### Excerpt ###

4. cross compilation: To generate binary for a different system that one where we are compiling the files. By default, binaries are generated for the same system, where we compile the files.

ex: ./configure --build=i68cpc --host=solaris => Here, build denotes our sytem, whereas host is the system for which we generate binaries. For binaries to get generated for host system, cross compiler has to exist on native system, else it will error out.

5. pgms can be renamed by using --program-prefix, --program-suffix (i.e instead of installing a pgm with name "tar", we can install it as "my-tartest, by using prefix=my-, suffix=test, to prevent overwriting "tar" that is already installed)

6.

Simple example of building a pkg: This ex shows how to build pkg like *.tar.gz from source files that can be distributed.

Autotools is installed by default. We can check version number of Autoconf/Automake by running autoconf/automake.

$ autoconf --version
autoconf (GNU Autoconf) 2.69

$ automake --version
automake (GNU automake) 1.13.4

$ autoreconf --version
autoreconf (GNU Autoconf) 2.69

ex1: write a C pgm (hello.c) that has gettimeofday function. We need to run autotools  in same dir as pgm hello.c. These are the steps for running autotools.  The whole goal of autotools is to generate 2 files: configure and Makefile.

0. write C pgm as below called hello.c:

#include <stdio.h>
#include <sys/time.h> // this is added on purpose, so that we can make this system dependent
 
int main(int argc, char* argv[])
{
   double sec;
   struct timeval tv;
 
   gettimeofday(&tv, NULL); // This function only exists in sys/time.h, so if that file doesn't exist, this will error out
   sec = tv.tv_sec;
   sec += tv.tv_usec / 1000000.0;
 
   printf("%f\n", sec);
 
   return 0;
}

1. autoconf + automake steps =>

  • Autoconf has a series of steps to generate configure script. configure is a very large bash script. Autoconf needs configure.ac as an i/p file to generate configure script.

    we can write configure.ac as below: AC_* and AM_* are M4 macros. AC_* are autoconf macros, while AM_* are automake macros.

    AC_PREREQ([2.69]) => Autoconf version number (optional)
    AC_INIT([hello-pkg], [1.0], [This email address is being protected from spambots. You need JavaScript enabled to view it.]) => pkg name, version, email addr for bug reporting
    AC_CONFIG_SRCDIR([hello.c])
    AM_INIT_AUTOMAKE([-Wall -Werror foreign]) => NOTE: this is automake macro (AM_*), not autoconf macro (AC_*). options inside are optional. We turn on all Warnings and report them as error by using -Wall and -Werror. -foreign allows us to proceed even w/o having files as README, AUTHORS, NEWS, etc. Else, automake will complain about these missing files and won't allow us to generate pkg. Also, if autoconf is run with this AM_* macro, it will error out as "undefined macro"
    AC_CONFIG_HEADERS([config.h]) => causes the configure script to create a config.h file gathering ‘#define’s defined by other macros in configure.ac. This config.h file can be included in hello.c file and then those defined strings in our program to make it portable.

### Recorded data ###

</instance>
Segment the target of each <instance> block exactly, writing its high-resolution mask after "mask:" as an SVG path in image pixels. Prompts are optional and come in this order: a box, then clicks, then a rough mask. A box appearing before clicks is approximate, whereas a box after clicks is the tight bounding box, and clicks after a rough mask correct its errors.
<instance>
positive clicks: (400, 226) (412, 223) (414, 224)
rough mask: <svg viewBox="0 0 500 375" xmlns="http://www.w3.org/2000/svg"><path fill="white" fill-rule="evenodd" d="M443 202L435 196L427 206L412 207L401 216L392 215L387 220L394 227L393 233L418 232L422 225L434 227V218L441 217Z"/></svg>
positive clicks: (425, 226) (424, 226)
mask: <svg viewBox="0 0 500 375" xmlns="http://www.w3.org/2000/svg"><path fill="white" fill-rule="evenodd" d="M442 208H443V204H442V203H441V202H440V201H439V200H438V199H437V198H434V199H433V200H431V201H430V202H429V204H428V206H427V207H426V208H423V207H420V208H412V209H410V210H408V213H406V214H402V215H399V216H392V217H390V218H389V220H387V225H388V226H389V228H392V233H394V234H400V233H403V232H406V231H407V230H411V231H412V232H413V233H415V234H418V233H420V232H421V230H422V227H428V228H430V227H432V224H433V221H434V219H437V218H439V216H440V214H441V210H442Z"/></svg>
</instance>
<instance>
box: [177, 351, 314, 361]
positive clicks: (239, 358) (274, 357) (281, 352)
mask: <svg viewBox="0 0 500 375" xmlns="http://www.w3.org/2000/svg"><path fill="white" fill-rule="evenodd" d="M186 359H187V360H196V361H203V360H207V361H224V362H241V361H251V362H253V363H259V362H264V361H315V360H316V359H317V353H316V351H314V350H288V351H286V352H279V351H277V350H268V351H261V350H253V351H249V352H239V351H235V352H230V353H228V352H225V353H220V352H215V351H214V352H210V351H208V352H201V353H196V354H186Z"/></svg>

###

• _Questions on the material_
1. Translate this sentence from the autotools notes into Spanish: "By default, binaries are generated for the same system, where we compile the files."
2. According to the autotools notes, which two files is the whole goal of autotools to generate?
3. Continue the autotools notes from the point where they stop.

• _Answers for the exercise_
1. De forma predeterminada, los binarios se generan para el mismo sistema en el que compilamos los archivos.

2. The files configure and Makefile.

3.
    AC_PROG_CC => causes the configure script to search for a C compiler and define the variable CC with its name
    AC_CHECK_HEADERS([sys/time.h]) => checks for header files
    AC_CHECK_FUNCS([gettimeofday]) => checks for library func in src files
    AC_CONFIG_FILES([Makefile]) => list of all Makefiles that should be generated from Makefile.in file. If Makefile are in nested dir, provide all those here
    AC_OUTPUT => closing command that actually produces the part of the script in charge of creating the files registered with AC_CONFIG_HEADERS and AC_CONFIG_FILES (i.e config.h and Makefile)

  • Aytomake generates Makefile.in. It needs Makefile.am and configure.ac as i/p to generate Makefile.in.

    Makefile.am can be simple file specifying o/p binary file, and i/p C pgm as shown below.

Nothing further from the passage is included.